REQUIREMENT 1> Set down the stretch of the repository page below from "- 30/03/2025: Our" through "cost volume construction.", word for word.

ARTICLE>

- - - -

Project Page | Paper | ArXiv | Video
This is the official repository of our paper accepted at IROS 2025:
Boosting Omnidirectional Stereo Matching with a Pre-trained Depth Foundation Model
Authors: Jannik Endres, Oliver Hahn, Charles Corbière, Simone Schaub-Meyer, Stefan Roth, Alexandre Alahi
- 09/08/2025: Our paper has been accepted at IROS 2025! π Check out the updated paper on arXiv and watch the video.
- 11/04/2025: Our code is now publicly available in this repository.
- 30/03/2025: Our paper is available on arXiv.
A shared depth foundation model (purple) is utilized to extract representations from a top and bottom image. Subsequently, an omnidirectional stereo matching head (pink) predicts disparity, utilizing the image features as follows: The intermediate representations and relative depth maps of both images are adapted to be processed as multi-scale feature maps by the iterative matching head. This head predicts a disparity map using vertical warping for cost volume construction.
The training consists of two stages. In training stage A (blue), we adapt the stereo matching head to the omnidirectional data and the foundation model features (foundation model frozen) using a conventional stereo matching loss L_A. In stage B (orange), we fine-tune the foundation model decoder and the stereo matching head, utilizing a scale-invariant logarithmic loss L_B. Frozen and trainable modules are denoted with a snowflake and fire symbol, respectively.
We use Hydra for configuration management and Weights & Biases for comprehensive experiment tracking and visualization.
conda create -n dfi-omnistereo python=3.11
conda activate dfi-omnistereo
git clone git@github.com:vita-epfl/DFI-OmniStereo.git
cd DFI-OmniStereo
pip install -r requirements.txt
Download the Helvipad dataset and store it at a location of your choice, e.g: ./data/helvipad
.
IGEV-Stereo (SceneFlow weights): Create the directory and download the pretrained SceneFlow weights from the IGEV-Stereo Google Drive, as provided by IGEV-Stereo:
mkdir -p ./src/models/dfi_omnistereo/pretrained_models/igev_stereo
Place the downloaded file into the directory created above.
Depth Anything V2 Base: Download the Depth-Anything-V2-Base model provided by Depth Anything V2:
mkdir -p ./src/models/dfi_omnistereo/pretrained_models/depth_anything && \
wget -O ./src/models/dfi_omnistereo/pretrained_models/depth_anything/depth_anything_v2_vitb.pth \
"https://huggingface.co/depth-anything/Depth-Anything-V2-Base/resolve/main/depth_anything_v2_vitb.pth?download=true"
DFI-OmniStereo main checkpoint: Download our pretrained model checkpoint:
mkdir -p ./src/models/dfi_omnistereo/pretrained_models/dfi_omnistereo && \
wget -O ./src/models/dfi_omnistereo/pretrained_models/dfi_omnistereo/dfi_omnistereo_helvipad.pth "https://tudatalib.ulb.tu-darmstadt.de/bitstream/handle/tudatalib/4557/dfi_omnistereo_helvipad.pth"

- - - -

RAW RECORDS>
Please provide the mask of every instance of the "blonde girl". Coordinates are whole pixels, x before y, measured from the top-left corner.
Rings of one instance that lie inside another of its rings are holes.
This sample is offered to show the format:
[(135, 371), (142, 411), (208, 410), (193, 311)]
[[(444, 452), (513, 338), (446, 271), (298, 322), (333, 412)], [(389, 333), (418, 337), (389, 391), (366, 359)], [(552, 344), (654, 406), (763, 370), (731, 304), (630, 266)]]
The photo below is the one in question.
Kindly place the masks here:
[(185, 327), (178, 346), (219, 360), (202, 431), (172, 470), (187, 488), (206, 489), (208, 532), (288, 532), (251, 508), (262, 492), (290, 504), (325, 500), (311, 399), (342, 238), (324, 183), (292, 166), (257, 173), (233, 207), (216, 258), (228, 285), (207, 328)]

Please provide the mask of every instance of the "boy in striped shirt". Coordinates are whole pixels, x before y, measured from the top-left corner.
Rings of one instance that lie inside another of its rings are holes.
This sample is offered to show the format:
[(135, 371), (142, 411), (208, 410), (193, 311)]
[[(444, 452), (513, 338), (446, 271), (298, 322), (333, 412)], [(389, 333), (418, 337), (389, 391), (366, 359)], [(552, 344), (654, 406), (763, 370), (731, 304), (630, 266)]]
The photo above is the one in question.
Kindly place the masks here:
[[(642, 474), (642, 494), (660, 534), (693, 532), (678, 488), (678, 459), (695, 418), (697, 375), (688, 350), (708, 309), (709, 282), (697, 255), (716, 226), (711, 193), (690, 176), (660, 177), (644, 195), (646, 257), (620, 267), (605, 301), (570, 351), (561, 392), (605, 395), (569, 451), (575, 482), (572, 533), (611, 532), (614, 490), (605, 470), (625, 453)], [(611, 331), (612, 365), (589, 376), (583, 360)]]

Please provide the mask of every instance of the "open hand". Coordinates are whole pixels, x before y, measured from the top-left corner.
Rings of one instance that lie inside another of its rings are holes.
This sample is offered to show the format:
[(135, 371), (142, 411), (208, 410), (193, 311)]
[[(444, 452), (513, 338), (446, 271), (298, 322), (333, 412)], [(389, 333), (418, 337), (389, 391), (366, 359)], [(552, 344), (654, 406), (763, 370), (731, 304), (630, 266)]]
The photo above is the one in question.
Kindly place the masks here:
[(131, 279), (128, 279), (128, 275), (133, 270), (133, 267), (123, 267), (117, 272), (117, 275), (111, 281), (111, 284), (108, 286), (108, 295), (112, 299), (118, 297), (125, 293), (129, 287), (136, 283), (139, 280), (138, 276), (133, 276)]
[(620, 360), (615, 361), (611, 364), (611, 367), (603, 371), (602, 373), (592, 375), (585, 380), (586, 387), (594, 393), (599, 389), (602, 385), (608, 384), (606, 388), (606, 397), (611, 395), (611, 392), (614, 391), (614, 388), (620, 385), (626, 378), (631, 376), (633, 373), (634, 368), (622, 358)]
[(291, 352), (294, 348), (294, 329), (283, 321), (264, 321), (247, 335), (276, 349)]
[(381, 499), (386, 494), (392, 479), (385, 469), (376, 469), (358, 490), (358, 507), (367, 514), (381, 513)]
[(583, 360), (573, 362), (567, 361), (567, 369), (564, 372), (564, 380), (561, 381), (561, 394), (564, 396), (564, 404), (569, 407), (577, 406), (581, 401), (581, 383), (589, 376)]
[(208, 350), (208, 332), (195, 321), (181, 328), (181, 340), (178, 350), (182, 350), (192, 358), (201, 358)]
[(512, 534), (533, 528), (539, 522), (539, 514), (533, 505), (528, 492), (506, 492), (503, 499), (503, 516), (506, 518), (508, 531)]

- - - -

REQUIREMENT 2> Extract the stretch from the start of the listing through the line containing "285), (207, 328)]", repeating each of those lines verbatim.

OUTPUT 1>
- 30/03/2025: Our paper is available on arXiv.
A shared depth foundation model (purple) is utilized to extract representations from a top and bottom image. Subsequently, an omnidirectional stereo matching head (pink) predicts disparity, utilizing the image features as follows: The intermediate representations and relative depth maps of both images are adapted to be processed as multi-scale feature maps by the iterative matching head. This head predicts a disparity map using vertical warping for cost volume construction.

OUTPUT 2>
Please provide the mask of every instance of the "blonde girl". Coordinates are whole pixels, x before y, measured from the top-left corner.
Rings of one instance that lie inside another of its rings are holes.
This sample is offered to show the format:
[(135, 371), (142, 411), (208, 410), (193, 311)]
[[(444, 452), (513, 338), (446, 271), (298, 322), (333, 412)], [(389, 333), (418, 337), (389, 391), (366, 359)], [(552, 344), (654, 406), (763, 370), (731, 304), (630, 266)]]
The photo below is the one in question.
Kindly place the masks here:
[(185, 327), (178, 346), (219, 360), (202, 431), (172, 470), (187, 488), (206, 489), (208, 532), (288, 532), (251, 508), (262, 492), (290, 504), (325, 500), (311, 399), (342, 238), (324, 183), (292, 166), (257, 173), (233, 207), (216, 258), (228, 285), (207, 328)]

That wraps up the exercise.